§ **DOCUMENT EXCERPT**:
- - - - - - -
3.5. Thermal Stability

The thermal stability of biocomposite films was determined through the observation of the change in sample weight. The degradation of CNCs (both pristine and modified) occurs in a single stage that begins at 260 °C, as shown in Figure 8a,c and results in a loss of 80% of the initial mass. Chitosan-based films show degradation in three stages (Figure 8b,c), with the first one featuring a loss of free bound water, occurring between 60 °C and 140 °C. The second stage of degradation starts at around 140 °C and represents a loss of bound water in the films as well as degradation of shorter chains [40]. Here, a slight shift in the CH+C3 curve is observed, as it reaches maximum degradation 10 °C later than CH and CH+C0, pointing to the fact that the water is well bound into the matrix and a higher temperature is needed for it to evaporate. The last stage takes place after 250 °C and is related to the decomposition of chitosan polymer chains, with the residues accounting for 23% of initial mass in CH+C0 and CH+C3 and 21% in CH. The degradation of alginate-based films occurs in two stages. As with chitosan-based films, the loss of mass up to 120 °C accounts for the loss of free water (Figure 8c,f). The second stage starts at 160 °C and is responsible for the loss of bound water, as well as the decomposition of polymer chains. In samples ALG+C0 and ALG+C3, degradation to the final 28% of initial mass is slightly delayed compared to ALG, indicating the better thermal stability of films doped with CNCs.
- - - - - - -
§ **THE DATA**:

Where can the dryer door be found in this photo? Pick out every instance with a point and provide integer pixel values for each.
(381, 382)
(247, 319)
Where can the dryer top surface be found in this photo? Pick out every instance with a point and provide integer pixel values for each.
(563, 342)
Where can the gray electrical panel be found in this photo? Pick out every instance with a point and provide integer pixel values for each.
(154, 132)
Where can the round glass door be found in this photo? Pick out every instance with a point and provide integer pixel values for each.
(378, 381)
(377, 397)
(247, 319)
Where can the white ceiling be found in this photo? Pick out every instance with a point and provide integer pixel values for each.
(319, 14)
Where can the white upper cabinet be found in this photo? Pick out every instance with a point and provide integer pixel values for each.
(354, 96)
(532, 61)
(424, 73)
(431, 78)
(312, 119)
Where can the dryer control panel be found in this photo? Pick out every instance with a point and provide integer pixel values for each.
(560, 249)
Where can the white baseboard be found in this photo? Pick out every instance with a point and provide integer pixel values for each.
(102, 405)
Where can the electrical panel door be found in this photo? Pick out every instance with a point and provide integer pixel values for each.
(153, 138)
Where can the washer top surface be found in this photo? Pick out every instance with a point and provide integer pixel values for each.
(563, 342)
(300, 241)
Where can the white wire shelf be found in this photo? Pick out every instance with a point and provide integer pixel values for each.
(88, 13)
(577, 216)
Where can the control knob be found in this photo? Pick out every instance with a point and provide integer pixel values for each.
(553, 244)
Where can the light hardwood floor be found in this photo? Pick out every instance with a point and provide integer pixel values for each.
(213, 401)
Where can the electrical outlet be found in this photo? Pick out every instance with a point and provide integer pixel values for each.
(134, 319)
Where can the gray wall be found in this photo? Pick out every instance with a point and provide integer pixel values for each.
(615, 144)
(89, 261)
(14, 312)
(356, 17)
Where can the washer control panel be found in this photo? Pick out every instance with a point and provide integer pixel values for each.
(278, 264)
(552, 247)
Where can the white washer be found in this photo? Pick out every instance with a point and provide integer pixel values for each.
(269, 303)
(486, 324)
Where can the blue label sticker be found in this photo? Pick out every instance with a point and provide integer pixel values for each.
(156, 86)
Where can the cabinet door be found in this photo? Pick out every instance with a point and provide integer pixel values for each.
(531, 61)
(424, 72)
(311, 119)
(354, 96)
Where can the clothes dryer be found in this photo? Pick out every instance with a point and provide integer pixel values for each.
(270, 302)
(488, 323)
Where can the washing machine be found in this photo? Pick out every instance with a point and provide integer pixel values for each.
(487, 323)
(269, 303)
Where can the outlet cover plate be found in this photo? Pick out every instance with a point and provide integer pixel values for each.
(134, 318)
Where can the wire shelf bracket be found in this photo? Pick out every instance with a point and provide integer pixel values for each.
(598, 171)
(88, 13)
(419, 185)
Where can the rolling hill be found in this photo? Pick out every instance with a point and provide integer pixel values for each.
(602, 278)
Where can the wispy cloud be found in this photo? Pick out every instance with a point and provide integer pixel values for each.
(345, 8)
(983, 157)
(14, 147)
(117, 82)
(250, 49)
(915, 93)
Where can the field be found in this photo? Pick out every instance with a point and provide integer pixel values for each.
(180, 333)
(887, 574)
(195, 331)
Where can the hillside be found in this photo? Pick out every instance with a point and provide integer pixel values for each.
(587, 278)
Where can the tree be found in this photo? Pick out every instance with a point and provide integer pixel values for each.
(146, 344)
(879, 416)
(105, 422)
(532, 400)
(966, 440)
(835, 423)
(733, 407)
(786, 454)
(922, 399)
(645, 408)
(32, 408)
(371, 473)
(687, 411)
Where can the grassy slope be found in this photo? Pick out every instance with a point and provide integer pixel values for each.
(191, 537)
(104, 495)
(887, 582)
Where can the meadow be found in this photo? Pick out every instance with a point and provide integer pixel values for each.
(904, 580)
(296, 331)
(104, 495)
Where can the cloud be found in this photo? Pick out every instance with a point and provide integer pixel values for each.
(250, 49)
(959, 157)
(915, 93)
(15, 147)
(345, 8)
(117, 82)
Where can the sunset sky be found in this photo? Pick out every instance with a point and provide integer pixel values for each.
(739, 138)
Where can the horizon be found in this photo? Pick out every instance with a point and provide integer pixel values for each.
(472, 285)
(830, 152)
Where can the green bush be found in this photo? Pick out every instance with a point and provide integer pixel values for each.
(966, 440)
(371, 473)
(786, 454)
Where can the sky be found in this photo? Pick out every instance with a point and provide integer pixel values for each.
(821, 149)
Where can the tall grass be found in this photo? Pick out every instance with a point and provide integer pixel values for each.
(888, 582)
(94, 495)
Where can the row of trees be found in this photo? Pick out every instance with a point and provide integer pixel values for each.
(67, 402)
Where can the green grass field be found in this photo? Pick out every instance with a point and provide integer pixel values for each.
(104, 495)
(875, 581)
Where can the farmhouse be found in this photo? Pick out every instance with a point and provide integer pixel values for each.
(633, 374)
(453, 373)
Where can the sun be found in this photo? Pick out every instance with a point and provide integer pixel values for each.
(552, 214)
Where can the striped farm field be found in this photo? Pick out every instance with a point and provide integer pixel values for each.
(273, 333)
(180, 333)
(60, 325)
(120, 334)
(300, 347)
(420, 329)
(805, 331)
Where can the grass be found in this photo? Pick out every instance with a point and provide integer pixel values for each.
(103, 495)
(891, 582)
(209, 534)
- - - - - - -
§ **TASK ITEM**:
Carry on the passage above on the thermal stability of the biocomposite films, starting after its final sentence.

§ **TASK RESULT**:
4. Conclusions

Pristine and acetylated CNCs with various DSs (0.299, 0.334 and 0.399) were incorporated into chitosan and alginate matrices to fabricate biocomposite films. Properties relevant to single-use packaging applications, such as WVT rate, wettability, thermal stability, moisture content and mechanical properties, were thoroughly investigated. Furthermore, the effect of environmental humidity on the latter was evaluated to obtain insight into the applicability of such materials in the real world. SEM investigation indicated that the incorporation of pristine CNCs induced the formation of aggregates in chitosan-based films due to their hydrophilic nature, while their acetylated counterparts mixed homogeneously into the film. On the other hand, in alginate-based films, the modification of CNCs produced a more structured surface that was not observed upon the incorporation of pristine CNCs. ATR–FTIR analysis of fabricated biocomposites revealed a slight change in the peak corresponding to -C-O-C- vibrations in chitosan-based films, while spectra of alginate-based films were altered in five different regions. In chitosan-based films, the modification of CNCs prior to their integration positively influenced WCA, WVT rate and mechanical properties, which was especially noticeable in environments with high humidity (RH 75%). On the contrary, in the alginate matrix, the best performance was observed in films with incorporated pristine CNCs, as they mix homogeneously into the matrix without the need for modification. Overall, films exhibited the highest mechanical strength in dryer environments, whereas elongation was higher in more humid environments, which is in line with the published literature [41,42]. The results of this study show that a higher degree of acetylation of CNCs (DS = 0.399) prior to incorporation into the chitosan matrix improves properties relevant for packaging applications, and this pretreatment is not needed in alginate-based biocomposites. Such materials could be suitable for packing dry products.